--- begin RECORD EXTRACTS ---

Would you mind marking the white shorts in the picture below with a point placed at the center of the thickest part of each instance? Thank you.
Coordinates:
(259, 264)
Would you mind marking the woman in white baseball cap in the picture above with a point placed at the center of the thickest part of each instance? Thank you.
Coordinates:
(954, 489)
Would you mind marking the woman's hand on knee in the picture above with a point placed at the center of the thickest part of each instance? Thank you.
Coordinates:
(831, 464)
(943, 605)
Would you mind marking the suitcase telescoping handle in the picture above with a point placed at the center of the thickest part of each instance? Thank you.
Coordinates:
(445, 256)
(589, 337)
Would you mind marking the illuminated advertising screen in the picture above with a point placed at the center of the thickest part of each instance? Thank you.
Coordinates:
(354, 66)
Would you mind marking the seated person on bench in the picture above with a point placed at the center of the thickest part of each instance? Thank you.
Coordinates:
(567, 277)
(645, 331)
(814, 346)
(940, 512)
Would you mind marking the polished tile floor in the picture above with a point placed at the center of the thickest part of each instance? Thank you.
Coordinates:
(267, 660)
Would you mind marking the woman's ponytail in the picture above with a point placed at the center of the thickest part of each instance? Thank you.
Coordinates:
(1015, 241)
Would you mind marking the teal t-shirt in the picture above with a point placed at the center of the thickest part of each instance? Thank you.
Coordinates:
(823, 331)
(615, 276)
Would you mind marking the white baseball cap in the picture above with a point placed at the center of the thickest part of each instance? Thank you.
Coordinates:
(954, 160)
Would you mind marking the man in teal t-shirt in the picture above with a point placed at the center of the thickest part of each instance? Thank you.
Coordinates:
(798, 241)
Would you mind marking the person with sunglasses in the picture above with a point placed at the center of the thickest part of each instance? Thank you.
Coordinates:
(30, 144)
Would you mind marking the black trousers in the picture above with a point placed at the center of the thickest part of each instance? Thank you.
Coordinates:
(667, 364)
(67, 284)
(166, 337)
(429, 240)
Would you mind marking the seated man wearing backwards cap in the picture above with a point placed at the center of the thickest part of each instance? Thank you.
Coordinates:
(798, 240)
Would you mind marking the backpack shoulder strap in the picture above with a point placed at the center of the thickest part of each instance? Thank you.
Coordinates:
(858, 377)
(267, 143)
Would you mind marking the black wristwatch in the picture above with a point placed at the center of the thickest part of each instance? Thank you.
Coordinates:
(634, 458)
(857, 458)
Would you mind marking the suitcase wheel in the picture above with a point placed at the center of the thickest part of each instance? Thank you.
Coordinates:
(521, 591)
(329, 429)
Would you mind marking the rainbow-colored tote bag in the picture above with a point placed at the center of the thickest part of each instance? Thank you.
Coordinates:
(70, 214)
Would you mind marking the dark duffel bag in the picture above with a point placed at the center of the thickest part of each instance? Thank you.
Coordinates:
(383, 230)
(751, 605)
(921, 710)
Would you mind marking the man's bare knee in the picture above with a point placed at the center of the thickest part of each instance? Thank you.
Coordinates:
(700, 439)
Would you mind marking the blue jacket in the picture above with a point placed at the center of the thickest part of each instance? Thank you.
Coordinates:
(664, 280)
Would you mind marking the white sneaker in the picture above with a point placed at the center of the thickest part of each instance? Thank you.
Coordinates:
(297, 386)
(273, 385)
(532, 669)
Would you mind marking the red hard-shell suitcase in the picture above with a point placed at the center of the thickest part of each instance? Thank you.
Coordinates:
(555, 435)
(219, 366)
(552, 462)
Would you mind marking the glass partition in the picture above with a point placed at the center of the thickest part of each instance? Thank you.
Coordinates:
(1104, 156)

--- end RECORD EXTRACTS ---

Lay out everything from the line containing "Would you mind marking the glass" down to the last of the lines as a two-column CSV headed input and output. Give one row per line with its answer, putting each value in a single quoted field and turning line breaks into spaces.

IN RESPONSE:
input,output
"Would you mind marking the glass partition in the picture above with a point placed at the center of the thickest part of each instance? Thank you. Coordinates:","(1104, 156)"